### ACTION ITEM
Answer these questions using the passage on the C-130 below.
1. In what year did the C-130 enter service?
2. What range does the passage give for the Grumman C-1 Trader?
3. Aboard which ship was the C-130 to be tested as a "Super COD" aircraft?

### READING TEXT
^^^^

The C-130 has been the workhorse of cargo aircraft for the the Marines and the Air Force since it entered service in 1954. As of 2009, there have been more then 2,300 produced and, with the advent of the C-130J “Super Hercules”, is one of the few military aircraft to have been in production for over 50 years. But for all of its accomplishments, the C-130 isn’t something you’d think of as a carrier based aircraft.
But for a time in 1963, it was.
One of the challenges of carrier operations is the taking on of supplies and replacement personnel. In 1963, this role was handled by the Grumman C-1 Trader, but this aircraft wasn’t well suited for the role. It had a limited payload capacity and a range of only 300 miles, meaning a carrier that was operation mid-ocean had to reposition itself close to land to take on supplies from the Trader. This, as you can imagine, was a problem, so in 1963 the Chief Of Naval Operations ordered a feasibility study of using the C-130 as a “Super COD” (carrier onboard delivery) aircraft onboard the U.S.S. Forrestal.

^^^^

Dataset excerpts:
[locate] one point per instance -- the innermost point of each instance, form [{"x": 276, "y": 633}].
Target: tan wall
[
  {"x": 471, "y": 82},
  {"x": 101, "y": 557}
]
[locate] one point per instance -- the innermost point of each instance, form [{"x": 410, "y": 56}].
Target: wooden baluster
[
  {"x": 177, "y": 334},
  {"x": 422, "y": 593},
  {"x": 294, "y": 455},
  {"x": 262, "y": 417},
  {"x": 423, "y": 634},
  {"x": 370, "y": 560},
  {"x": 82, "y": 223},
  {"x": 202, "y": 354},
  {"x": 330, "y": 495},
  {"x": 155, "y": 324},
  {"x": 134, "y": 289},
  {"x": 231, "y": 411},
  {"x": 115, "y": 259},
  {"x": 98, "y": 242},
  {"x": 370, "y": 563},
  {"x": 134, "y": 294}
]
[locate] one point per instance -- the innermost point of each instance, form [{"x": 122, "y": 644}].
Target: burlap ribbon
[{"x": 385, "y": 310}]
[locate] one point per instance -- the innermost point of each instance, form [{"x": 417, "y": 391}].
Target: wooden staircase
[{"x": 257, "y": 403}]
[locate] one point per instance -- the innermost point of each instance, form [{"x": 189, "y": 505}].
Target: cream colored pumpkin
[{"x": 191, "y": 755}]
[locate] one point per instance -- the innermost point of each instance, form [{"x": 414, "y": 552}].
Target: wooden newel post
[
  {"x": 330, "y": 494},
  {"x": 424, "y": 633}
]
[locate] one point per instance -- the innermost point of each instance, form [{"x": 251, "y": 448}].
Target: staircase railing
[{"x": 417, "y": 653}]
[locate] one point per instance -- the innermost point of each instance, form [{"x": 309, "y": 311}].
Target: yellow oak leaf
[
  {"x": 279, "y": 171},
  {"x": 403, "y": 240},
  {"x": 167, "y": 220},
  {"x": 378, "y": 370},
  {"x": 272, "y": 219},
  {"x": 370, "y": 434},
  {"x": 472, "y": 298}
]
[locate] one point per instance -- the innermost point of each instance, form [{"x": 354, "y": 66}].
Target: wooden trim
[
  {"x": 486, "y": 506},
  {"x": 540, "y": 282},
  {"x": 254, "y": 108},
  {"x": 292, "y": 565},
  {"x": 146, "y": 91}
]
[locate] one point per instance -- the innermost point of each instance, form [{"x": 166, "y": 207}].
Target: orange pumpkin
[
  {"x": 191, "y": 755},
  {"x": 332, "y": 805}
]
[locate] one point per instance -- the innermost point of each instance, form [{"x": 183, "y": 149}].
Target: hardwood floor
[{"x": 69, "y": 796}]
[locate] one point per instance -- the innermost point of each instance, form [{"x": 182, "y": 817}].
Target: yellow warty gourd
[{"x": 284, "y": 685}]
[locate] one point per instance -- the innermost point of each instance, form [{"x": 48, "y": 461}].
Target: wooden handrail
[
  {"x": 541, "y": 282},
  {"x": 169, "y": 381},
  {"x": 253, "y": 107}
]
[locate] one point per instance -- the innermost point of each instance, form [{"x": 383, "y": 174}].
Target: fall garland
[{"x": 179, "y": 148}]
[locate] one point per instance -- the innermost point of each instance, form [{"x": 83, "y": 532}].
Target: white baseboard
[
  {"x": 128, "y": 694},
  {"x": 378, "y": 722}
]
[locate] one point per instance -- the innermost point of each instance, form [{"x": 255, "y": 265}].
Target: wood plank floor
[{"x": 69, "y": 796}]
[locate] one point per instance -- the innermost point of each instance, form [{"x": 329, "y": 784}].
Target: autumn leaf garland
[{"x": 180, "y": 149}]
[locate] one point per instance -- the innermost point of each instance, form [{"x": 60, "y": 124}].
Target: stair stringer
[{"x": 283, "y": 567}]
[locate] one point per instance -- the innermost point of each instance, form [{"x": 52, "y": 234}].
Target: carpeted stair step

^^^^

### REPLY
1. 1954
2. 300 miles
3. The U.S.S. Forrestal